Déjà, la fière sonnerie de ces trompettes triomphales se perd dans le leitmotiv obsédant du lugubre deguello. Le « nouvel ordre » révèle le vieux désordre, aggravé d’un zeste de chaos bien dans l’air du temps. Horizons de bronze, angoisses du lendemain, peurs millénaires : la fin de siècle s’annonce crépusculaire. Elle n’en est pas moins intelligible. Et seule la compréhension de ce qui est à l’œuvre, par-delà le bruit et la fureur, peut refonder dans la lucidité l’indispensable optimisme de la volonté.
Le capital est un fétiche éminemment dynamique ! Sauf à être anéanti une fois pour toutes, il puise dans ses crises la force de ses métamorphoses et de ses renouvellements. Après les rêves de croissance illimitée, les années soixante-dix ont remis la récession à l’ordre du jour. En moins de quatre ans, la chute de Saigon, la libération des colonies portugaises, la révolution nicaraguayenne, le renversement du shah d’Iran annonçaient un ébranlement généralisé de l’ordre planétaire issu de la Seconde Guerre mondiale. À condition que les puissances impérialistes n’aient pas les mains libres pour réaménager leur mode de domination. Or, le mouvement ouvrier, frappé par les premiers effets du chômage et conduit par des partis réformistes majoritaires sur la voie du compromis historique et autres pactes d’austérité, perdait l’initiative conquise depuis 1968 dans les centres de l’accumulation capitaliste.

##############################

_Travail demandé:_
Poursuivez le texte sur le capital et l'ébranlement de l'ordre mondial en reprenant juste après sa dernière phrase.

(Enregistrements de pointage)
##############################

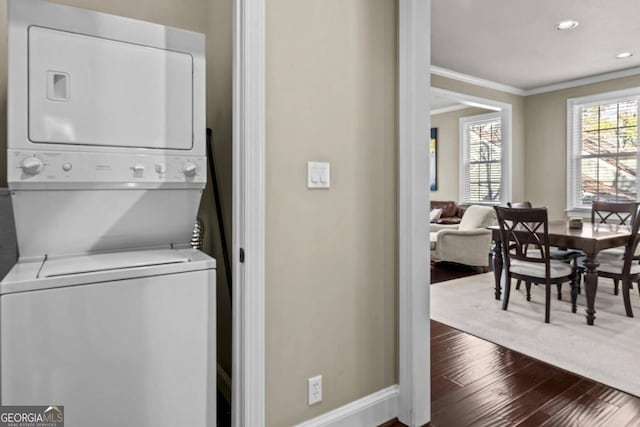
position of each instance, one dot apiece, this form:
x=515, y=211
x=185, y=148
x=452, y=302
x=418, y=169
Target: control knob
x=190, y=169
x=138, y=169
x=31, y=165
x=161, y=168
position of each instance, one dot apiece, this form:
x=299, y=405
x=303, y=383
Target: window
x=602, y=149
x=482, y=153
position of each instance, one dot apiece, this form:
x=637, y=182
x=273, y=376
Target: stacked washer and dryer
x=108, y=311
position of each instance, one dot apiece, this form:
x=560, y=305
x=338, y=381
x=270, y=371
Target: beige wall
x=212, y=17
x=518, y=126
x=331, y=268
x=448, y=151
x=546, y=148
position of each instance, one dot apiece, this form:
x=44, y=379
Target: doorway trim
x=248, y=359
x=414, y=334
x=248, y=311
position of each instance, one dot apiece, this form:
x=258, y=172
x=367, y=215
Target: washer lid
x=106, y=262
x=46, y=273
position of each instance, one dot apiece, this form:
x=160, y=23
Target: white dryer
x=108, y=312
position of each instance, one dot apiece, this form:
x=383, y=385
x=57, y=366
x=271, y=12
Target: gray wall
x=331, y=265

##############################

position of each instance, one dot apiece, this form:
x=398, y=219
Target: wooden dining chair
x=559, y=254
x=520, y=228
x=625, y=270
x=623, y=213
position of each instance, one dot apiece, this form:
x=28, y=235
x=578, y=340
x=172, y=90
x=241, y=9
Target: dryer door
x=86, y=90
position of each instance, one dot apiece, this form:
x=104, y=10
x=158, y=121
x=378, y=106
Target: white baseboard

##############################

_Réponse attendue:_
Le capital tirait donc parti de la crise pour en faire payer le premier coût aux travailleurs et pour s’atteler à une modernisation sélective de l’appareil productif ainsi qu’à une modification de l’organisation du travail. Dès le début des années quatre-vingt, sous la bannière libérale de Reagan et de Thatcher, il passait à la contre-offensive. Le projet de « guerre des étoiles » n’était que le volet militaire de ce cours nouveau. Résultat : à partir de 1982, la reprise économique allait permettre aux États-Unis, et surtout à l’Allemagne et au Japon, d’accentuer leur supériorité relative et de creuser les écarts de productivité du travail au détriment des pays dominés, plongés dans une nouvelle spirale de sous-développement, comme des sociétés condamnées à la « stagnation » bureaucratique.
C’est cette évolution d’une décennie qui permet de comprendre l’événement majeur de la nouvelle situation mondiale : le renversement des dictatures bureaucratiques sans que surgissent de leurs ruines ni une alternative socialiste démocratique ni même la reconstitution d’un puissant mouvement social indépendant. Là où un tel mouvement a existé, comme ce fut le cas en Pologne avec Solidarnosc, il s’est trouvé désintégré par les mécanismes de cooptation politique et par les effets désagrégateurs de la concurrence marchande. Les puissances impérialistes ont incontestablement tiré parti de cette conjoncture avec la dislocation de l’URSS au profit d’une logique de restauration capitaliste, avec l’unification allemande aux conditions et selon les critères du gouvernement de Bonn, avec l’étranglement de la révolution en Amérique centrale et le renforcement du blocus contre Cuba, avec la guerre du Golfe et le démembrement de la Yougoslavie sans que parvienne à s’exprimer une résistance de classe à la guerre civile. La légitimation de l’Onu, du droit d’ingérence, du para-humanitaire et le débarquement pacificateur sont la petite musique de ces croisades modernes.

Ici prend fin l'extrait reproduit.